PAGE EXCERPT:
When I have to, I bring my son with me to the supermarket. One little activity that makes it all bearable (for the both of us) is a game we play in which we spot the junkiest of the junk food. This is pretty easy with junk food targeted to children, as it is usually resplendent with all manner of cartoon characters and carnival-like colors. But with junk food geared towards adults, it is a little trickier. I usually bring my son over to the energy drink aisle and show him all manner of drinks in shiny cans and bottles with claw marks and flames. I explain, as I always do, that these are the sorts of things that draw adults in to such products. To him, they are not so appealing…at least not yet.
But these highly caffeinated energy drinks are hugely popular with adults, and teenagers alike, and they are not all that good for you. Recent reports allege that a 14-year-old Maryland girl died for heart arrhythmia after drinking two 24-ounce cans of Monster Energy, a hugely popular energy drink. A lawsuit was filed against Monster (a suitable name in this case) claiming that the company failed to warn of the potential risks of this drink.

YOUR INSTRUCTIONS: Print, word for word, the part of the energy drink piece that begins with the words containing "But these highly" and ends with "of this drink.".

DATA FOR REVIEW:

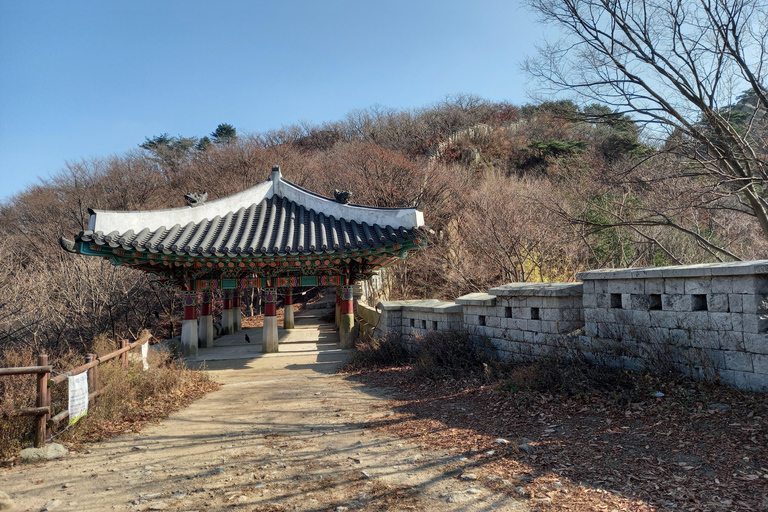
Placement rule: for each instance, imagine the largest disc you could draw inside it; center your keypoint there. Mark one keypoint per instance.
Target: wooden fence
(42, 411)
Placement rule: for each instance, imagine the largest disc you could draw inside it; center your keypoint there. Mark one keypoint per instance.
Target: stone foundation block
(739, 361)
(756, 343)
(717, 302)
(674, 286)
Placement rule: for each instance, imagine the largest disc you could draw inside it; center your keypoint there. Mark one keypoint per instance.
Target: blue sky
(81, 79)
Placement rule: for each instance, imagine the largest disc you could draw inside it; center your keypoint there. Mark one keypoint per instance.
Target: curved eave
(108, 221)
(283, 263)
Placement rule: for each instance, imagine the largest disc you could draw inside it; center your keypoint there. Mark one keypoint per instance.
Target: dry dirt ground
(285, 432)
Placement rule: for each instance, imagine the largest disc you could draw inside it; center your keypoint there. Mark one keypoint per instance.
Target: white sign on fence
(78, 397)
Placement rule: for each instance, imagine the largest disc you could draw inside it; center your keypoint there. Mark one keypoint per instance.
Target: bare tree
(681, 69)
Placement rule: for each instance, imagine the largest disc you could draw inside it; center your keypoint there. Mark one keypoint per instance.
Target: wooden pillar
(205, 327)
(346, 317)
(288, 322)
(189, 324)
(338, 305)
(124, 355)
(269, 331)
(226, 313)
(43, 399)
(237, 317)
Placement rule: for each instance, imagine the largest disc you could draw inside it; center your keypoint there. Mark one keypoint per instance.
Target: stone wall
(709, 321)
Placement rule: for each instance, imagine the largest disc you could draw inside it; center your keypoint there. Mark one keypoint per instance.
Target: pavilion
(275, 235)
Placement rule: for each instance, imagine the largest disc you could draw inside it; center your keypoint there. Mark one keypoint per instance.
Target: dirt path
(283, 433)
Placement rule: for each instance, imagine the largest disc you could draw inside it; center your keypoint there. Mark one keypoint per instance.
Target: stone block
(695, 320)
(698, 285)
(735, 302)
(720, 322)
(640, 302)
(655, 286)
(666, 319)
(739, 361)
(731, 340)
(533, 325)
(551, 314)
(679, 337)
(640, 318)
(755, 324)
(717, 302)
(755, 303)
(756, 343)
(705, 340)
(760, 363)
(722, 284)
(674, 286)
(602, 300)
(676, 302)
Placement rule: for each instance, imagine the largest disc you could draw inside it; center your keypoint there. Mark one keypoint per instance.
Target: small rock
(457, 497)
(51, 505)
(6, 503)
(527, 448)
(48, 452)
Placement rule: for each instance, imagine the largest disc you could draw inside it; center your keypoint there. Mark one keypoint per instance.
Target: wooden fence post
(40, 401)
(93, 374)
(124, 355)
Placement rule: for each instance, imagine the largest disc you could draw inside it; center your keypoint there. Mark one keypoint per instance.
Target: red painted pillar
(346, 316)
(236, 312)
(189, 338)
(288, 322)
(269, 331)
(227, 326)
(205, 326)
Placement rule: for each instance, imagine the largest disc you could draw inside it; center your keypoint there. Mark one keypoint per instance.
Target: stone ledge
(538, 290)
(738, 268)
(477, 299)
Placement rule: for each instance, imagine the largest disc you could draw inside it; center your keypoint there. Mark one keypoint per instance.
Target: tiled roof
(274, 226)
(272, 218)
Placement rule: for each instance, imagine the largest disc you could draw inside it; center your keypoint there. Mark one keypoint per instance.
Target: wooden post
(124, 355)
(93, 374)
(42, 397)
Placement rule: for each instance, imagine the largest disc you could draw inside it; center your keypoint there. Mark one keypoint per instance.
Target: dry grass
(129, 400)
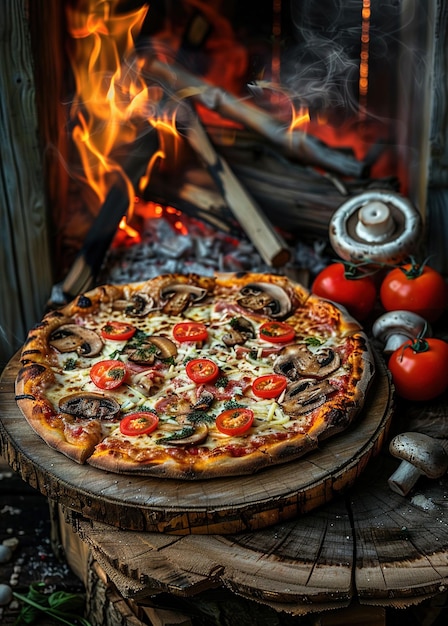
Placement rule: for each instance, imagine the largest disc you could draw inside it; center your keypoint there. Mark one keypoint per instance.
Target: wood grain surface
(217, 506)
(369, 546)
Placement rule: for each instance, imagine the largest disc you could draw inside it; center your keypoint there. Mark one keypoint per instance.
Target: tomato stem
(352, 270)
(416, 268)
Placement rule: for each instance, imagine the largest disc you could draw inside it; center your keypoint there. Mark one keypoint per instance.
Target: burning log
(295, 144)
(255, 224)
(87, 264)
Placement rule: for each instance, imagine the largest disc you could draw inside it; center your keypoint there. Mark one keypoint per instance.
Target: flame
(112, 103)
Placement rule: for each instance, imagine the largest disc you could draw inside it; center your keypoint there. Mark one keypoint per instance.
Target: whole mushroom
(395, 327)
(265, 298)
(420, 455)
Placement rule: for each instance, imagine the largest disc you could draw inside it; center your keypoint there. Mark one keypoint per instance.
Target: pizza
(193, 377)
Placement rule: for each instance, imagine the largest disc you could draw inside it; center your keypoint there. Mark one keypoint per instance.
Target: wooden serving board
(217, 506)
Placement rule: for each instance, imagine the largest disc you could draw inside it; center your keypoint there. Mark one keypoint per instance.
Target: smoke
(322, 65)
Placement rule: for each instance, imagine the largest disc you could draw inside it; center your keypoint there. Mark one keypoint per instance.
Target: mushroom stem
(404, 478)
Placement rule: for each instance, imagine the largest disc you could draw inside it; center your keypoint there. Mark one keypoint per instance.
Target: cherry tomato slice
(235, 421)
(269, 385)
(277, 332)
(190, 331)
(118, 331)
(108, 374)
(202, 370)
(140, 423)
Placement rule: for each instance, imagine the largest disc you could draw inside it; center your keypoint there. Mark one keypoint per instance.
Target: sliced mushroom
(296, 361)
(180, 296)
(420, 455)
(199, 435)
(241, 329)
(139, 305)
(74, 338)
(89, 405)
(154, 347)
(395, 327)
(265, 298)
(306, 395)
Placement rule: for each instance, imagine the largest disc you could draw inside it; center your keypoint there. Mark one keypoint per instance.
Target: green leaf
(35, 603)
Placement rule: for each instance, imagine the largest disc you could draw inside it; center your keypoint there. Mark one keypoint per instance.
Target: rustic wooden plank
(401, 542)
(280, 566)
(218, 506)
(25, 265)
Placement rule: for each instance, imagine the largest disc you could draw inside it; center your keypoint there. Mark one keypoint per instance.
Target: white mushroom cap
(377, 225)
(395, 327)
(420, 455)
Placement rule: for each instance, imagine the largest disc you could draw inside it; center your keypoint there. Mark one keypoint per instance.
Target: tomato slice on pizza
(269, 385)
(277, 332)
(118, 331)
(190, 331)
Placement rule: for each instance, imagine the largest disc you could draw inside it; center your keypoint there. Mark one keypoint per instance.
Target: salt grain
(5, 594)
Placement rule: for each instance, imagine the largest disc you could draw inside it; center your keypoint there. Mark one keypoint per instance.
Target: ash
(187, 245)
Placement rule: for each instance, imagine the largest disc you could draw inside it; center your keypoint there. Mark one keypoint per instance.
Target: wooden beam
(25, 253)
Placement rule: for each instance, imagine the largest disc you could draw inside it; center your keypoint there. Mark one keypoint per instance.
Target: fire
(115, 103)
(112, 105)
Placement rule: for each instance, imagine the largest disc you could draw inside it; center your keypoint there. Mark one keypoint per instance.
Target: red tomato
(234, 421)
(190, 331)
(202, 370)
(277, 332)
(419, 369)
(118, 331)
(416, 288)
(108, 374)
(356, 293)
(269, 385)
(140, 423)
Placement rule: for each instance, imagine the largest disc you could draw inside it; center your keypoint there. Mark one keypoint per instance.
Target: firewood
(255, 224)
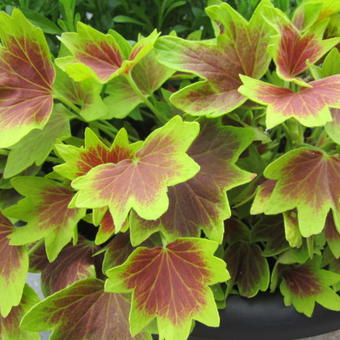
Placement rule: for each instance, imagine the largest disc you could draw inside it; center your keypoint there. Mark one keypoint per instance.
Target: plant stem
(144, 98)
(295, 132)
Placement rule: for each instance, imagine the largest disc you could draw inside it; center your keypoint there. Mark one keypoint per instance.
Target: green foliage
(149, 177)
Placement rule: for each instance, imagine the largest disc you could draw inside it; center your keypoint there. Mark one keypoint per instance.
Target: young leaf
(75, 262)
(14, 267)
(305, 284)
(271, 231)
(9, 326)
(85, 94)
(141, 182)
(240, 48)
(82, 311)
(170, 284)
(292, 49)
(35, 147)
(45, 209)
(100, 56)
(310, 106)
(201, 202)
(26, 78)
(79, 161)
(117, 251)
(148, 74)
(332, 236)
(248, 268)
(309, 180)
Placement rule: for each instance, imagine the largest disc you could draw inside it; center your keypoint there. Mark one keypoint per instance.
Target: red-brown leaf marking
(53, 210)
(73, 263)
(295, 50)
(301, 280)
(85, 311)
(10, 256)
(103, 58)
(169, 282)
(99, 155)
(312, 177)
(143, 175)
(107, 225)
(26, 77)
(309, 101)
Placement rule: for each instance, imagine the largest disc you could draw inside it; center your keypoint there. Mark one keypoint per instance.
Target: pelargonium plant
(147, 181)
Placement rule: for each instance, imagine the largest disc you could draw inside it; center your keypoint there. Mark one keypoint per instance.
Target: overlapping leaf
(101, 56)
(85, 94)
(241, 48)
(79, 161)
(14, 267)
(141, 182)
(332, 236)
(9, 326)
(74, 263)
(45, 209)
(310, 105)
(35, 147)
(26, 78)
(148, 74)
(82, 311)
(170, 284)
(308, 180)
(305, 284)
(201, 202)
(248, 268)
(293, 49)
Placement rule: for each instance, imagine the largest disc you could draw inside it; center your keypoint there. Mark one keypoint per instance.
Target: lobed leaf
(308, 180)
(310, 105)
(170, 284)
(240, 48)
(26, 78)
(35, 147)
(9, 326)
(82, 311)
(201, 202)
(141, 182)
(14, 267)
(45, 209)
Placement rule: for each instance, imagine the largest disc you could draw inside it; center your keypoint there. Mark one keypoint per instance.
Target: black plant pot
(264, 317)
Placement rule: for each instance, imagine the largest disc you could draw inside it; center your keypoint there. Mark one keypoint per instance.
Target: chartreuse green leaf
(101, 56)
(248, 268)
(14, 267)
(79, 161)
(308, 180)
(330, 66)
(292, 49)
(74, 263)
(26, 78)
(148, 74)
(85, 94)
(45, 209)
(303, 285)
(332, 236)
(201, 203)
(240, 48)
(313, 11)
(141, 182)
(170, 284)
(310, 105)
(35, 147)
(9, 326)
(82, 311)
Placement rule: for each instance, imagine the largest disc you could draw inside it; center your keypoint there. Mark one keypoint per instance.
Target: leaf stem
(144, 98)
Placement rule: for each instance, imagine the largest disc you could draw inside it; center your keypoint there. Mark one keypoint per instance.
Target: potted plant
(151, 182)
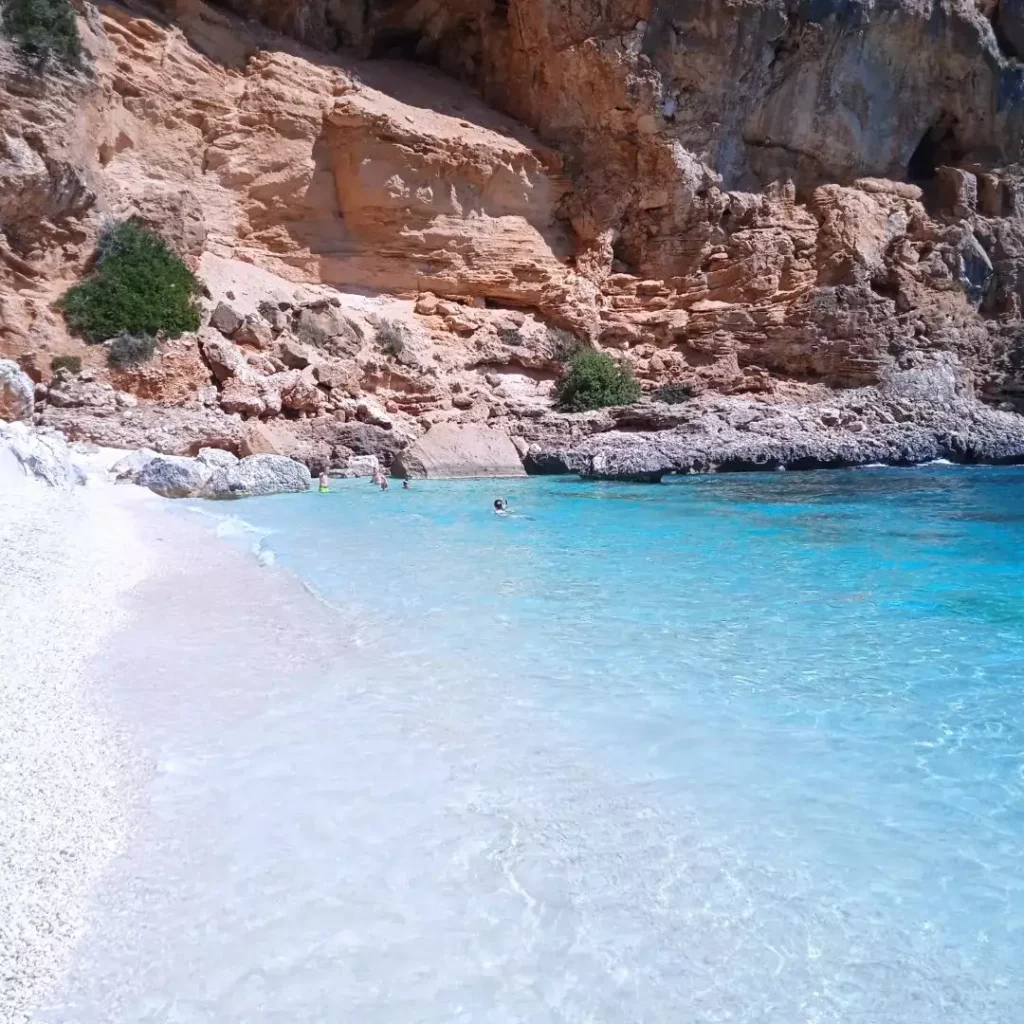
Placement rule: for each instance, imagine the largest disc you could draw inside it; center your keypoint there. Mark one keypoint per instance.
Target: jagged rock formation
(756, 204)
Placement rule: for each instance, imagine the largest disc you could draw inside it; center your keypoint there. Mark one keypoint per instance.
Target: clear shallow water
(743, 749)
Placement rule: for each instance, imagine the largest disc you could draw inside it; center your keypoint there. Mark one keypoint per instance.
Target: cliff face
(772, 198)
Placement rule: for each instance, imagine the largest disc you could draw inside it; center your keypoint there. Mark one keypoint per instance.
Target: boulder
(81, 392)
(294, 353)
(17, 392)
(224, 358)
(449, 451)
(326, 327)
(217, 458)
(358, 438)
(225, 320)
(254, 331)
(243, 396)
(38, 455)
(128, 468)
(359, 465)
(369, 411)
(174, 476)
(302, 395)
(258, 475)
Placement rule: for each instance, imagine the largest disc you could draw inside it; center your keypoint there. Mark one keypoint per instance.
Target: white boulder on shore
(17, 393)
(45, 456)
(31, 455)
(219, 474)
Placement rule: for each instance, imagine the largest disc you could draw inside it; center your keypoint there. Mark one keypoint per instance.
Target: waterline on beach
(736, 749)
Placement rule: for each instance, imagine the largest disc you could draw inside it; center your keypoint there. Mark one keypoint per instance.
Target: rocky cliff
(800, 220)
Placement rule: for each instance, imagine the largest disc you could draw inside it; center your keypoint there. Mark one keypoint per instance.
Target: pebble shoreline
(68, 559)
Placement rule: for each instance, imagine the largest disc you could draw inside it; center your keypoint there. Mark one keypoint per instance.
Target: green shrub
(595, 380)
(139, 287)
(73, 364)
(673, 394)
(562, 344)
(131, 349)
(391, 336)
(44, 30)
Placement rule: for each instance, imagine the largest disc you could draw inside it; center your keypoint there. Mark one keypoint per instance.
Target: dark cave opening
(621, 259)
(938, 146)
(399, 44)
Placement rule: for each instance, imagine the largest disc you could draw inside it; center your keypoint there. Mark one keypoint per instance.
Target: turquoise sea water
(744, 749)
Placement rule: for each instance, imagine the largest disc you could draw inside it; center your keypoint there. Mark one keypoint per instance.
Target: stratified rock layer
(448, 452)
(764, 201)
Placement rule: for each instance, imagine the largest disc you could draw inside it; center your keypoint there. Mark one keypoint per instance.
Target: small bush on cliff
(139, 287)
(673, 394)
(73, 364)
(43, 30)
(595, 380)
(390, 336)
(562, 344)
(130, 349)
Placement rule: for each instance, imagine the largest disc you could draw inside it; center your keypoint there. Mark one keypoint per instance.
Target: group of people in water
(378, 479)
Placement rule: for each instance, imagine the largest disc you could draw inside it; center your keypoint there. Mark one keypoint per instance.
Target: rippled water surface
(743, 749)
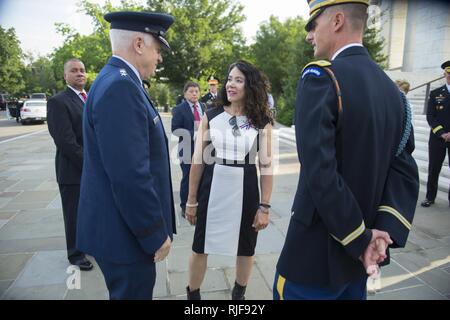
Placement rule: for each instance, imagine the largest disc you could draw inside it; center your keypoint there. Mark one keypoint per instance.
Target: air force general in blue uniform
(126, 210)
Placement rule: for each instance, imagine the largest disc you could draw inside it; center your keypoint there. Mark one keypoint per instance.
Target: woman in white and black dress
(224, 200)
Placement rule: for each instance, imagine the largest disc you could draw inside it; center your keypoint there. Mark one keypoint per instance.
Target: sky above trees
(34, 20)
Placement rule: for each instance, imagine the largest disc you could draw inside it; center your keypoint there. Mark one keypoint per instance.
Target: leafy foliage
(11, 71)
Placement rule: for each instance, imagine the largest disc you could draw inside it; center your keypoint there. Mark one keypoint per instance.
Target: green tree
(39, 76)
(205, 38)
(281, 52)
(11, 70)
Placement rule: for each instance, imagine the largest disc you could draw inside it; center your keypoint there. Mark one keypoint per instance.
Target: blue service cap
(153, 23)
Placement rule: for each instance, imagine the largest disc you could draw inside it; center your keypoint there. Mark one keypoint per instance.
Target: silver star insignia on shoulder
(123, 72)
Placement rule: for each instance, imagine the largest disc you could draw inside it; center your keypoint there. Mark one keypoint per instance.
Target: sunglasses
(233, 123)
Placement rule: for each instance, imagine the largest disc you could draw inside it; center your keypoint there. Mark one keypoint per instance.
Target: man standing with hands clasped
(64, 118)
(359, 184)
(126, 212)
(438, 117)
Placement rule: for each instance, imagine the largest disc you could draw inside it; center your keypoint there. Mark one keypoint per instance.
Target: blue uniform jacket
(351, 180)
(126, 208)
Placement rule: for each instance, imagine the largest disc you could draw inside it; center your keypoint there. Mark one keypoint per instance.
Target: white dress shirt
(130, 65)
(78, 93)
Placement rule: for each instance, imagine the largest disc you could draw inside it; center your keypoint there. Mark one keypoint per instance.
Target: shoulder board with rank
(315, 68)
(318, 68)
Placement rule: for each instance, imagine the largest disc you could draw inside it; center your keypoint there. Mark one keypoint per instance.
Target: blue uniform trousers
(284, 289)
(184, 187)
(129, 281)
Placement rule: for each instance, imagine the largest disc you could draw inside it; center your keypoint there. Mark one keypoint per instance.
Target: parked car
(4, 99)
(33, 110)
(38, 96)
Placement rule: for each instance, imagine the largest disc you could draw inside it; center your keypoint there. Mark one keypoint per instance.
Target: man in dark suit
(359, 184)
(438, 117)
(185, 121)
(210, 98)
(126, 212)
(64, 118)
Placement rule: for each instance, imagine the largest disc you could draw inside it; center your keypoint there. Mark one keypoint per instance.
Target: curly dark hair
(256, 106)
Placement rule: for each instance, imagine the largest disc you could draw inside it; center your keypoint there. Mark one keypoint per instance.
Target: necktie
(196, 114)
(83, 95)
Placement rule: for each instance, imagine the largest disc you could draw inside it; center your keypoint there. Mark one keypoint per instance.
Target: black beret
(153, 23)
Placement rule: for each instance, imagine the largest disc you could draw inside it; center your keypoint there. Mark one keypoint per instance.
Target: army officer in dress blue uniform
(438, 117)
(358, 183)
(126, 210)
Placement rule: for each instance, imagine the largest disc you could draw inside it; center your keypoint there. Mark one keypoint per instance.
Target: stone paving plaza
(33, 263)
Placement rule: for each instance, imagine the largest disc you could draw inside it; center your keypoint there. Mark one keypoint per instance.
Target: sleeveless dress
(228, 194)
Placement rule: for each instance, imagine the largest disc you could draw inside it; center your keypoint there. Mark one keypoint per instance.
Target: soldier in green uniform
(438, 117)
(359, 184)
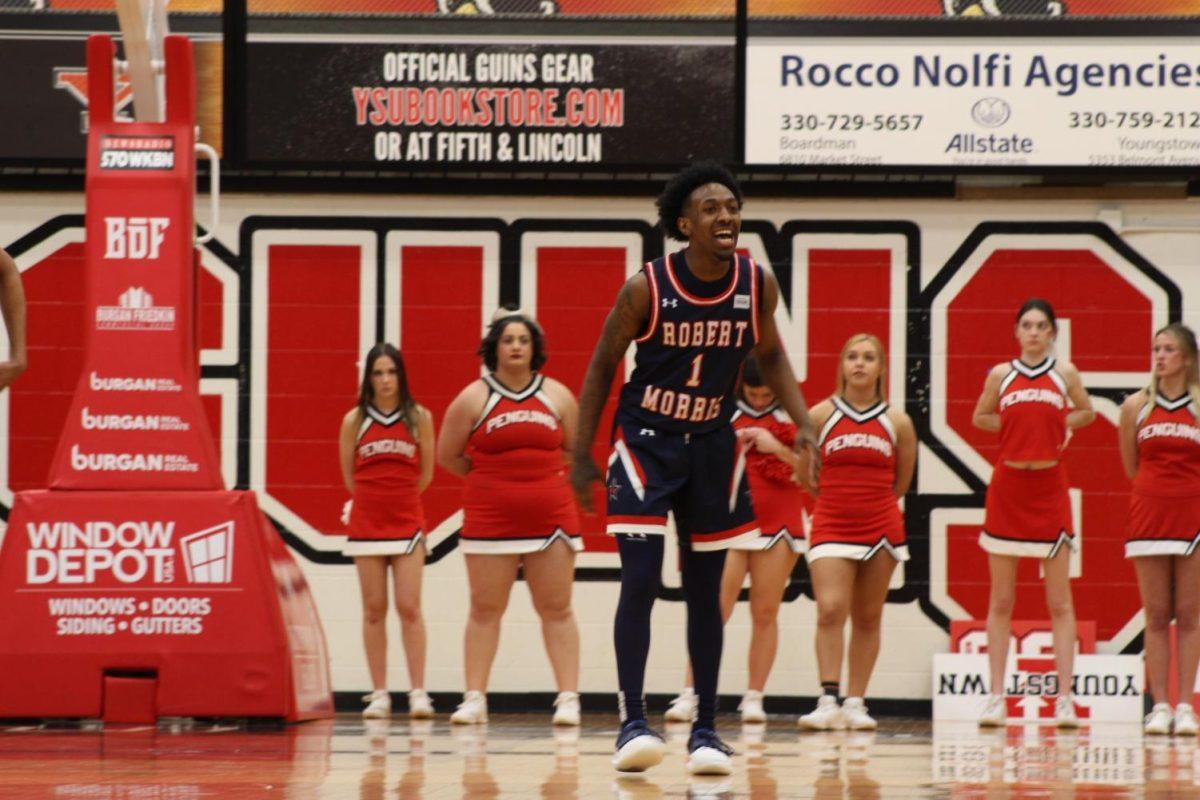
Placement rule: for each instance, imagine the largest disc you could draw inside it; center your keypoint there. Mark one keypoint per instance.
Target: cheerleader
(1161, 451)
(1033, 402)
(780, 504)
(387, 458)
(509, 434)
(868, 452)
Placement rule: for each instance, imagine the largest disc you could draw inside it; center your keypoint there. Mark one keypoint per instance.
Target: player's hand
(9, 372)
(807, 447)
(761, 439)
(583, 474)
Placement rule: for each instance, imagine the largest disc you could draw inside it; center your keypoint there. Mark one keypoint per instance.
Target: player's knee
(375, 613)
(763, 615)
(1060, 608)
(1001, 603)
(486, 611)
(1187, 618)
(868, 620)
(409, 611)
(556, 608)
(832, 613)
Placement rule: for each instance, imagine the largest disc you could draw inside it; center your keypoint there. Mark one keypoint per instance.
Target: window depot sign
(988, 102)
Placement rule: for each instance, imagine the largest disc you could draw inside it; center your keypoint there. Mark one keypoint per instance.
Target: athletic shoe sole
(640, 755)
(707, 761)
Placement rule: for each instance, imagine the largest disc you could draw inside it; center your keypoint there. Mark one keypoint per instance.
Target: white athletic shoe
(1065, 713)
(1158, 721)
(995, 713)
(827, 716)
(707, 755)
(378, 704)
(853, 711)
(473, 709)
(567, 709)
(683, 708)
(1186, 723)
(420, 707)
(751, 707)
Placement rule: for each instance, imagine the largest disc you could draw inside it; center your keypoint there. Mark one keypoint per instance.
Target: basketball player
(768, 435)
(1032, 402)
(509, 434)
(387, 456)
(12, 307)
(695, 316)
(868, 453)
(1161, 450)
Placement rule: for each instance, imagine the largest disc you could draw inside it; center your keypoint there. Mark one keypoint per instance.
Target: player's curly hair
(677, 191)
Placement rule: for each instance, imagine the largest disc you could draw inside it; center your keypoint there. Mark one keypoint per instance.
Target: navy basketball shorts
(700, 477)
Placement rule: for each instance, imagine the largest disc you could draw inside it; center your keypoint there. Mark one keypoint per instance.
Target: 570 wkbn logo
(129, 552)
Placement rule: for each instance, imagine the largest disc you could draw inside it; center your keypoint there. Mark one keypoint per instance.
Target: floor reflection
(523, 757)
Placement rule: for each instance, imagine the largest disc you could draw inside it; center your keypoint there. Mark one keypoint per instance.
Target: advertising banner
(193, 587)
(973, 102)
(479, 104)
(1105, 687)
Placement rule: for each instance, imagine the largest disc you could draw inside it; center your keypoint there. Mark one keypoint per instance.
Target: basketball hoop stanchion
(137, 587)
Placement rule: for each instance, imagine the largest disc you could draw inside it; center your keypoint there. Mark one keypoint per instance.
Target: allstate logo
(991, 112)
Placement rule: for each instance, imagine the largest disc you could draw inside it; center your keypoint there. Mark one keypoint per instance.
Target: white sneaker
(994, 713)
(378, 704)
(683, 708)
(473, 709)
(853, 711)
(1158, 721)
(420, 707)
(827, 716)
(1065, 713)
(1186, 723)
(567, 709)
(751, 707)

RESULT OF THE TASK:
But these highly caffeinated energy drinks are hugely popular with adults, and teenagers alike, and they are not all that good for you. Recent reports allege that a 14-year-old Maryland girl died for heart arrhythmia after drinking two 24-ounce cans of Monster Energy, a hugely popular energy drink. A lawsuit was filed against Monster (a suitable name in this case) claiming that the company failed to warn of the potential risks of this drink.